WHAT IS EXPECTED: Copy the data below with "photograph" swapped for "image" wherever it occurs, and leave everything else unchanged. Leave out the pictures.

+--

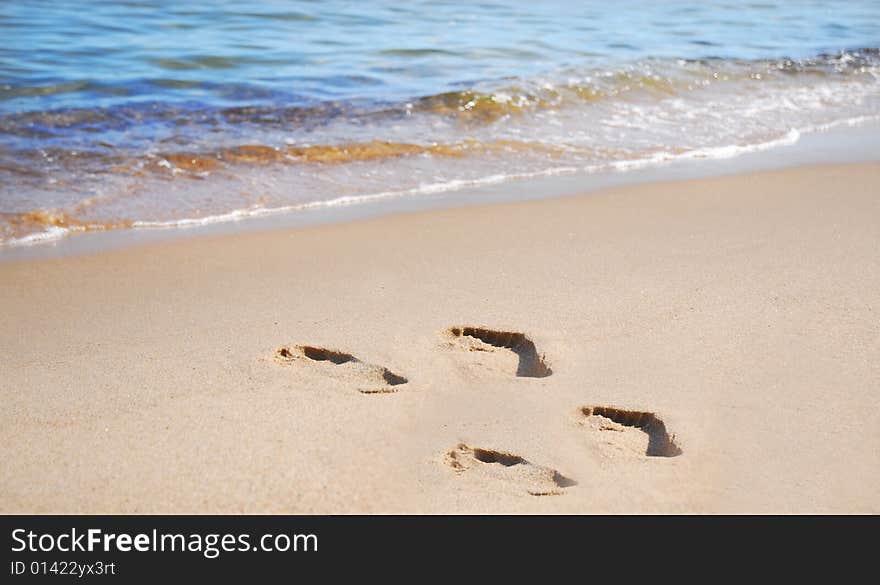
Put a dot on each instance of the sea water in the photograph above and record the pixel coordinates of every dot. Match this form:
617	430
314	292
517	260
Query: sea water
153	113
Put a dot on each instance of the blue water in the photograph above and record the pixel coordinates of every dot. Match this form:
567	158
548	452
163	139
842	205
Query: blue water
98	99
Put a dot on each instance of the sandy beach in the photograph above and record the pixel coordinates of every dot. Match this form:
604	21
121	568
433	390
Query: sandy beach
708	346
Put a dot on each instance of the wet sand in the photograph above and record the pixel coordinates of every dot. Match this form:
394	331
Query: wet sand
699	346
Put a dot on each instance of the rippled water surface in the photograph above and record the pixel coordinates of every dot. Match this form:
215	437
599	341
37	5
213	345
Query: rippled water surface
156	113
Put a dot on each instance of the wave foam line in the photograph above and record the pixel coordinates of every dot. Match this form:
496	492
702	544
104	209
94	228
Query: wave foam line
53	233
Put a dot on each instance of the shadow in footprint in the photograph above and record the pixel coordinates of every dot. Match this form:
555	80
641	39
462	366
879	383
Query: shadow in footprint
536	479
660	442
379	374
531	364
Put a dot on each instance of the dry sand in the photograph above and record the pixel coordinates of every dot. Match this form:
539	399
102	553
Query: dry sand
739	314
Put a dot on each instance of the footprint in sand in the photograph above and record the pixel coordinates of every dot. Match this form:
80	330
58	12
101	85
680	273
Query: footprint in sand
507	469
371	379
530	364
631	430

+--

RESULT:
Put a dot on each instance of the sea water in the image above and record the pixel coordinates of every dot. Match this form:
617	430
314	292
517	260
Query: sea water
153	113
Put a dot on each instance of the blue water in the image above and record the pixel coordinates of every dot. Match this form:
567	158
548	452
163	139
842	205
Query: blue water
98	99
Put a dot on each instance of the sandy beach in the image above and record the pixel coordinates of every dot. Match this form:
604	21
121	568
433	390
Query: sandy beach
708	346
Put a dot on each instance of the wet sand in the image above and record the pixel coordinates of every dot. Match this form:
394	331
Query: wet sand
699	346
Put a dot on each instance of the rippled water surface in the image above and record the pixel coordinates of every dot. Match this form:
215	437
599	341
37	5
213	345
Query: rippled water surface
156	113
Put a dot on each instance of the wave foam line in the image above and record the pixel coordinates of every dot. Match this form:
496	492
702	544
104	209
94	228
Query: wave foam line
53	233
Put a dot on each instance of the shadow in footprint in the image above and record the pixel coordinates of every dot. Match this form:
555	80
641	39
462	366
879	383
Query: shadow in footprint
536	479
660	442
379	374
531	364
Put a dot on each instance of the dry sand in the image above and record the pixel coordinates of every dot. Match this form:
539	399
102	553
Query: dry sand
739	314
Put a dot on each instance of the footprint in sand in the image above and record the pixel coordinates of every dot. Match this form:
80	330
58	12
101	85
680	273
Query: footprint in sand
507	469
371	379
530	364
631	430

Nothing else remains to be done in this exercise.